(Exercise data begins)
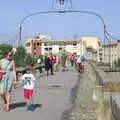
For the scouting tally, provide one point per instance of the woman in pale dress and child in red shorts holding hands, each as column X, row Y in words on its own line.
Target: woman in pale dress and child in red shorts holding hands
column 8, row 79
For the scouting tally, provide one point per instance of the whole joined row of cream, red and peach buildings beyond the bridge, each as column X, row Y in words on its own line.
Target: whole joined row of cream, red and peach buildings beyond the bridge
column 45, row 44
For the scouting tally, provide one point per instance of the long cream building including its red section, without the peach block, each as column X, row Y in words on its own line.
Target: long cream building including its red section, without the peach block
column 45, row 44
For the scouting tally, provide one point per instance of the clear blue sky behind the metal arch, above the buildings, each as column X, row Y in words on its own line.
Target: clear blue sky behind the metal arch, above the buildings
column 59, row 26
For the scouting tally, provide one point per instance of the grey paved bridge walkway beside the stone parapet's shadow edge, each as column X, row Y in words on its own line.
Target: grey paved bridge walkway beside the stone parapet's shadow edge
column 52, row 96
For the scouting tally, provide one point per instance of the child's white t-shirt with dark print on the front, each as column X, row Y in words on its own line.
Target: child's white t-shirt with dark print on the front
column 29, row 81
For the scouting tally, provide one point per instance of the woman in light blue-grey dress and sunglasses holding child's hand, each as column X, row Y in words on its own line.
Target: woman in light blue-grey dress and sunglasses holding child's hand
column 8, row 71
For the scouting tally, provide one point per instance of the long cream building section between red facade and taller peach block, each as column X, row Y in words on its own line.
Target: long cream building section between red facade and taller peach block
column 70, row 46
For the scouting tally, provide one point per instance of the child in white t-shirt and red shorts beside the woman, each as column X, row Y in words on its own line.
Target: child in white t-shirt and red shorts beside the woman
(Exercise data ends)
* _Your task_
From the listing above, how many lines contain the word "point"? Give only the number.

* _Result_
9